__Consigne écrite 1__
Recopiez le passage du texte sur le livre numérique qui va de « Mais les modèles » jusqu'à « modèle à développer. », en rebaptisant « consommateur » en « lecteur ».

Mais les modèles économiques vont évoluer. Le modèle actuel du livre numérique est déjà en train de se développer, et cela va prendre un peu de temps. Je vous rappelle que la pénétration des livres numériques en France est encore inférieure à 5%. Certains éditeurs me disaient que, durant la fin de l’année 2012, pour certains livres, le numériques représentaient 10% du chiffre d’affaires. Ce qui n’est pas négligeable. Aux États-Unis et en Angleterre, certains succès se vendent à 20 ou 30% en numérique.Le modèle n’a pas atteint un niveau de maturité suffisant. Le modèle économique du livre numérique délivré au consommateur – s’acquittant d’un prix, et gardant ce livre dans sa bibliothèque personnelle – est un modèle à développer.

Il faudrait peut-être insister sur cette technologie du nuage numérique (« cloud computing »). Qu’est-ce que ça permet de faire ? J’achète des livres numériques sur ma tablette ou mon téléphone. Et, grâce à mon compte, je vais pouvoir retrouver sur les différents appareils reliés à ce dernier, les livres numériques que j’ai acheté. Autrement dit, si j’achète sur mon PC, je retrouverais sur ma tablette Androïd, ou sur mon I-Pad et I-Phone, le livre numérique que j’ai acheté. Ainsi j’ai l’assurance que ce livre est là aussi longtemps que je conserverais mon compte. Nous ne sommes pas dans un fichier, qu’on ne fait simplement que télécharger, et qu’on perdrait avec la machine qui l’a porté. Nous sommes vraiment dans un droit d’accès au livre numérique permettant toujours de savoir qu’une instance de ce livre est liée à mon compte dans le nuage numérique. C’est une très grande sécurité de savoir qu’un livre n’est pas attaché à un appareil particulier. Il m’arrive souvent de commencer un livre sur ma tablette Nexus 7, et ensuite, dans les transports en communs, de continuer le même livre – en synchronisant au niveau de la page – sur mon téléphone. Il y a donc un caractère très fluide et synchronisé de ce que nous pouvons faire d’un produit à l’autre. C’est assez efficace, et ça représente une nette évolution. Nous ne sommes pas les seuls à offrir ce type de service synchronisé. Mais ça représente un progrès très important par rapport au simple fait de télécharger un e-pub ou un pdf, et de l’avoir une fois sur un pc. Notre service justifie l’investissement dans un livre numérique. Le livre numérique se paye 5, 10, 15, 20 euros selon le choix de l’éditeur, mais l’internaute a la garantie qu’à tout moment, il peut retrouver son livre. Il y a donc une durabilité.

__Consigne écrite 2__
Relevez chaque ligne des enregistrements qui contient la chaîne « drawn ». La casse doit être respectée.

__Données fournies__
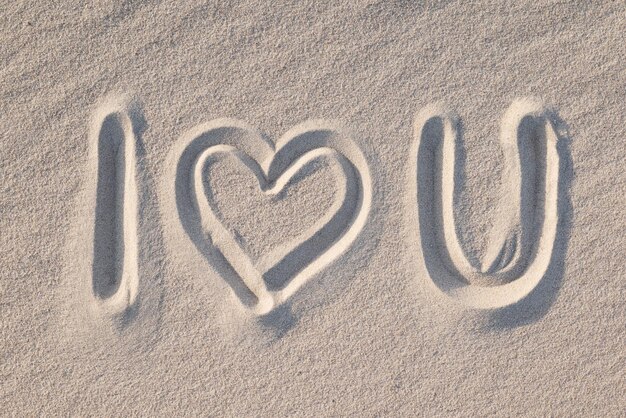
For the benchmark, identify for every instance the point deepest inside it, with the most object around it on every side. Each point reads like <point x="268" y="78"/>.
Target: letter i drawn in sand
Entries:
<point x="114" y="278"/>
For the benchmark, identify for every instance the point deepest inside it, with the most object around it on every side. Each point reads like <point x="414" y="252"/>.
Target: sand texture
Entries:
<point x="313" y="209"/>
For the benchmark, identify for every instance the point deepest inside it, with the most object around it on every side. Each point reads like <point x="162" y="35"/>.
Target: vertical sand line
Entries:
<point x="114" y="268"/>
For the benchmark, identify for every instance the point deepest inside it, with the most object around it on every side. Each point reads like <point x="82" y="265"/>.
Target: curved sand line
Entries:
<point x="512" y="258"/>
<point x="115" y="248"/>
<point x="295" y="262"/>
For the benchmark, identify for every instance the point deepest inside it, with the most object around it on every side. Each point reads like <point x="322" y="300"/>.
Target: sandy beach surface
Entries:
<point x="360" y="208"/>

...

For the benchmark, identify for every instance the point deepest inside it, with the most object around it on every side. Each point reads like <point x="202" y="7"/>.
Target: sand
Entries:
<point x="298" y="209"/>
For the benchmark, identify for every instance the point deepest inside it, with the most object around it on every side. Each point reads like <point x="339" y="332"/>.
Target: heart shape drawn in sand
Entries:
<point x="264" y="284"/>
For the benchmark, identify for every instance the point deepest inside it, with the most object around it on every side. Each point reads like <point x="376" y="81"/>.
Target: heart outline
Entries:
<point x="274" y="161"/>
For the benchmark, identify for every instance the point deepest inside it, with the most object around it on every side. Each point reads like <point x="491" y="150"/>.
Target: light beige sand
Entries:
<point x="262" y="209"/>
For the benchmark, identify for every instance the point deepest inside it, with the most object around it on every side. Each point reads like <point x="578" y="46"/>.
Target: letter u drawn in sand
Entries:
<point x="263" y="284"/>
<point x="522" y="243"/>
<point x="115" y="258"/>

==

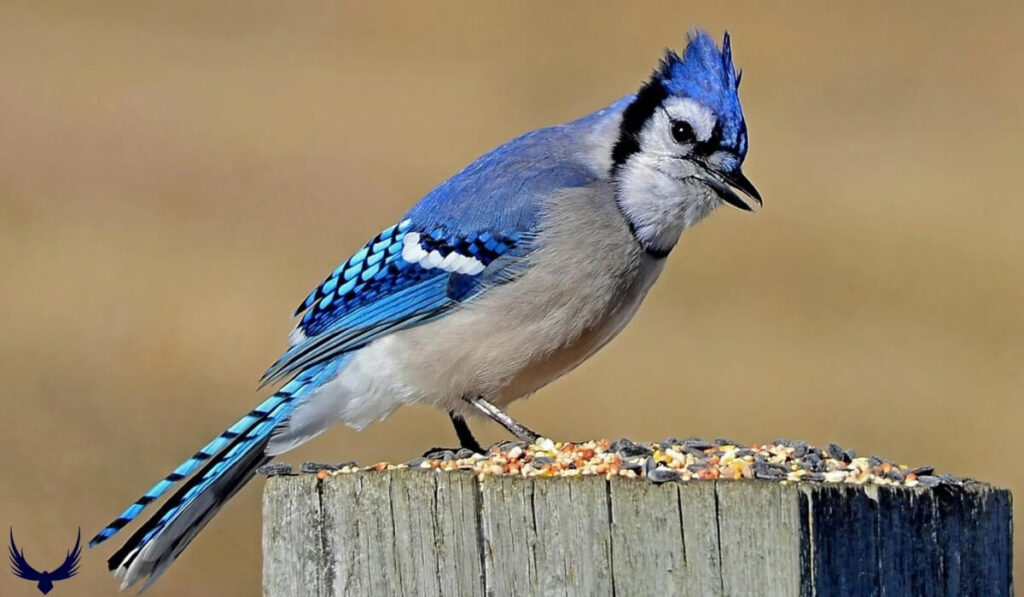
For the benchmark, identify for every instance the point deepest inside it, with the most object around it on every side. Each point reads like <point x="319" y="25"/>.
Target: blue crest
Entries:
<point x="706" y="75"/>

__Réponse complète 1__
Mais les modèles économiques vont évoluer. Le modèle actuel du livre numérique est déjà en train de se développer, et cela va prendre un peu de temps. Je vous rappelle que la pénétration des livres numériques en France est encore inférieure à 5%. Certains éditeurs me disaient que, durant la fin de l’année 2012, pour certains livres, le numériques représentaient 10% du chiffre d’affaires. Ce qui n’est pas négligeable. Aux États-Unis et en Angleterre, certains succès se vendent à 20 ou 30% en numérique.Le modèle n’a pas atteint un niveau de maturité suffisant. Le modèle économique du livre numérique délivré au lecteur – s’acquittant d’un prix, et gardant ce livre dans sa bibliothèque personnelle – est un modèle à développer.

__Réponse complète 2__
Target: letter i drawn in sand
Target: heart shape drawn in sand
Target: letter u drawn in sand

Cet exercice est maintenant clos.